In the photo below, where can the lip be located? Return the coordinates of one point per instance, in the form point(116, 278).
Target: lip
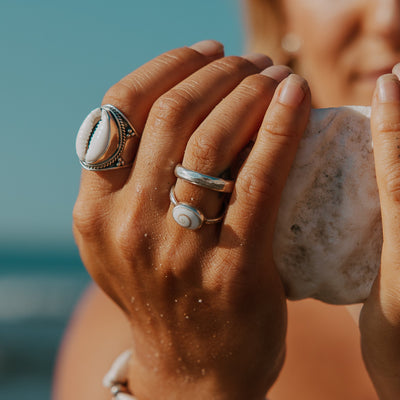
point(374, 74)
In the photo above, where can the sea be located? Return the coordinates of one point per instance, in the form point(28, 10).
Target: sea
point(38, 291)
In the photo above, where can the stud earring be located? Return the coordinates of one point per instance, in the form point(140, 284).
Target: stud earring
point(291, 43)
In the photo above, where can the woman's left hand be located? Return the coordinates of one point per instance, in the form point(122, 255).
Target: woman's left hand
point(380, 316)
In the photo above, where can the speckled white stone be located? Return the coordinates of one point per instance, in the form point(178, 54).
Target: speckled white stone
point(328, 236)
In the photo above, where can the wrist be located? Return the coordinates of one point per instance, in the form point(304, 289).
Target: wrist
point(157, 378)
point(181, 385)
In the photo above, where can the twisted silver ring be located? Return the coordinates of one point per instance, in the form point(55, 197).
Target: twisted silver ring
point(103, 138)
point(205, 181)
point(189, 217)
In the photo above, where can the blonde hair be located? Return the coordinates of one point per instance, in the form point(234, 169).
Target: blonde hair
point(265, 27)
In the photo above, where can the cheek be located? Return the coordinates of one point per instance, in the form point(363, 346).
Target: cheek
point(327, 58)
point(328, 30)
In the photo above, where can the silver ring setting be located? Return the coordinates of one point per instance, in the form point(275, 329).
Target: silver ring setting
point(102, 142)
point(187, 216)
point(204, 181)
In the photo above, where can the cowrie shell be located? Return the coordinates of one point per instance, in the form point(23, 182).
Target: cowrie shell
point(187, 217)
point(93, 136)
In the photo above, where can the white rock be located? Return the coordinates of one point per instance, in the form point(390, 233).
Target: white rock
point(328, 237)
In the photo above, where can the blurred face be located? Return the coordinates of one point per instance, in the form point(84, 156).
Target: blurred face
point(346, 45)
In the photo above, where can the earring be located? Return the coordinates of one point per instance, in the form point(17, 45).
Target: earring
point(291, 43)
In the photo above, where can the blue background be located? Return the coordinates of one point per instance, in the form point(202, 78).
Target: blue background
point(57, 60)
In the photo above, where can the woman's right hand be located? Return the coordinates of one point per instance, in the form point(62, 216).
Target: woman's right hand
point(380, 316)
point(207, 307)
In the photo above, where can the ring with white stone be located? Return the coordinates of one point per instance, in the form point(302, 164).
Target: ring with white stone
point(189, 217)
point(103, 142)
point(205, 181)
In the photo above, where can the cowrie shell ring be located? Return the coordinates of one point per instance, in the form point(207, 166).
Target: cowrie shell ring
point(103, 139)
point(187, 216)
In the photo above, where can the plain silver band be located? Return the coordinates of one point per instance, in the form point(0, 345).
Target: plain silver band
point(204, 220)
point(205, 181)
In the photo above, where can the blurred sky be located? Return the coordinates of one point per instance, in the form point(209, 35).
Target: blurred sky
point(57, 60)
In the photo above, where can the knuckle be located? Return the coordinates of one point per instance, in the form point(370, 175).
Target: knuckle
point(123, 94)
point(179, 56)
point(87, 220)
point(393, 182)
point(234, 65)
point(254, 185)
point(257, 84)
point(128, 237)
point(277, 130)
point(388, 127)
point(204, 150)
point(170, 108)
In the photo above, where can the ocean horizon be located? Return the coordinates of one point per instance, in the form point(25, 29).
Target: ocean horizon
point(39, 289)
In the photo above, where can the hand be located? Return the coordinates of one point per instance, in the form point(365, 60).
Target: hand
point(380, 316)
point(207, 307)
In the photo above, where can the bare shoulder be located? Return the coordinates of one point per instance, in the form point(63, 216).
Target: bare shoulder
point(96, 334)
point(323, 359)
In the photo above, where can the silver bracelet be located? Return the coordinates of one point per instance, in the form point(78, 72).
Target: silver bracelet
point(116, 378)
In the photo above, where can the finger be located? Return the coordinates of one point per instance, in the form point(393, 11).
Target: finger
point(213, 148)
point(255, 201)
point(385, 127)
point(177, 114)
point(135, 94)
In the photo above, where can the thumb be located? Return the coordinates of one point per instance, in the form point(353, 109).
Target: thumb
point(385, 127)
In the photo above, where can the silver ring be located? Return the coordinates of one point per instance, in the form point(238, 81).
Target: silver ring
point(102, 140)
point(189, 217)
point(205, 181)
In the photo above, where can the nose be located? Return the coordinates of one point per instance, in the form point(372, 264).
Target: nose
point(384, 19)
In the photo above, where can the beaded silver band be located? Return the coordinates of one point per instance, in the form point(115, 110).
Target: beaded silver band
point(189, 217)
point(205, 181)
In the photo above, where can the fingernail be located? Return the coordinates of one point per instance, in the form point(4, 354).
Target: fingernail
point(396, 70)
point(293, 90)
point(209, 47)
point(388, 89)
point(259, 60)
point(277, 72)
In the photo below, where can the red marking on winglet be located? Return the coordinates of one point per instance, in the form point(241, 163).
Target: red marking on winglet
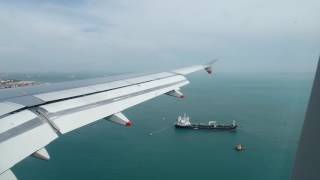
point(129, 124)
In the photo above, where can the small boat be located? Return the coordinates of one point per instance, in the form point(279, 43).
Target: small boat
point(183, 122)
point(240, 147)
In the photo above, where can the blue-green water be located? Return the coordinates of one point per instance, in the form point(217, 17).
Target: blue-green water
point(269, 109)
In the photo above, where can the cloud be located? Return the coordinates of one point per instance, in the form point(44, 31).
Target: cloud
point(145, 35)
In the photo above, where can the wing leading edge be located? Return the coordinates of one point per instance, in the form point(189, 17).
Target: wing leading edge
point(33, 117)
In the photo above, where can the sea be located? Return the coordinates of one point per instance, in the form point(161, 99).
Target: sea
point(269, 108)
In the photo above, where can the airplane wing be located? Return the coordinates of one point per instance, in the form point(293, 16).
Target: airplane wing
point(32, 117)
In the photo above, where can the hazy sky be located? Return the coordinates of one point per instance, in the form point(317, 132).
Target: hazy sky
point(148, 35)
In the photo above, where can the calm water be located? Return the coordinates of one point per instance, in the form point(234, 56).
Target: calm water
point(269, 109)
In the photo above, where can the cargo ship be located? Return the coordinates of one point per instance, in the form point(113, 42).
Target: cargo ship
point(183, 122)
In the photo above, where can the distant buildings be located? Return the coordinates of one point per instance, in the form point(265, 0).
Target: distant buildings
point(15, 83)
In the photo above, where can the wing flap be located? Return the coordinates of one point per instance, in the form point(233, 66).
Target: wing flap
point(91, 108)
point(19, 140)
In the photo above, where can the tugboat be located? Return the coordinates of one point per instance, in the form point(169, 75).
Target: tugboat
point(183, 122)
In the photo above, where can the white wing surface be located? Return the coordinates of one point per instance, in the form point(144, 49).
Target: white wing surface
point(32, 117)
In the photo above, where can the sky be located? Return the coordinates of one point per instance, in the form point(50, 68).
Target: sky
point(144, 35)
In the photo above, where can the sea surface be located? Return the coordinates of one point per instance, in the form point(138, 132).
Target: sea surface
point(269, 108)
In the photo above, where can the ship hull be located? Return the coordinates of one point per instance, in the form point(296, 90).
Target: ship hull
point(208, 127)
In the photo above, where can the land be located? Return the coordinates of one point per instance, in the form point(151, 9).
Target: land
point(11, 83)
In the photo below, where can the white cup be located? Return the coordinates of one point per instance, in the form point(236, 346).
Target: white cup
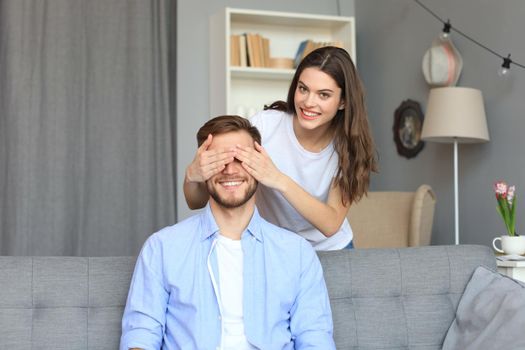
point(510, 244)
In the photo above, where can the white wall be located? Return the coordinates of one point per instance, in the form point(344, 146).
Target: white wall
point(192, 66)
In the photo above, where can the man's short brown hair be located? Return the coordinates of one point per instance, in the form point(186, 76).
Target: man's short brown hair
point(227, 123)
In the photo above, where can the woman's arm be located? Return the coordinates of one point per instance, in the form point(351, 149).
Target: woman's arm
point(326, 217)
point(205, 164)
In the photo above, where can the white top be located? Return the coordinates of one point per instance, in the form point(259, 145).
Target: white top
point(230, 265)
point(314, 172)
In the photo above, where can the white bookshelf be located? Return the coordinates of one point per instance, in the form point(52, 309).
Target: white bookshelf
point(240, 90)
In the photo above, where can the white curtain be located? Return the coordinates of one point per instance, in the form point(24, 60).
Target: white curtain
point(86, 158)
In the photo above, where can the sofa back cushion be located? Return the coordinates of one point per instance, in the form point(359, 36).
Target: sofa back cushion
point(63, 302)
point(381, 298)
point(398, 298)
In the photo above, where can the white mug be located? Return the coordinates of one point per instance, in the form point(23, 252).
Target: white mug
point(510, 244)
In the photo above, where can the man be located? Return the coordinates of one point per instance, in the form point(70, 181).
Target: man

★ ★ ★ ★

Exercise details
Using the material above, copy every line in which the string "below" occurs.

Output of the exercise
In the photo below, where can the lip be located? Return the coordinates of one point per instance, in the form point(116, 278).
In the photo below, where can the red marking on winglet be located? Return the coordinates of one point per instance, in the form point(241, 163).
In the photo below, where can the white cup be located? Return the coordinates of one point per instance, in the form point(236, 346).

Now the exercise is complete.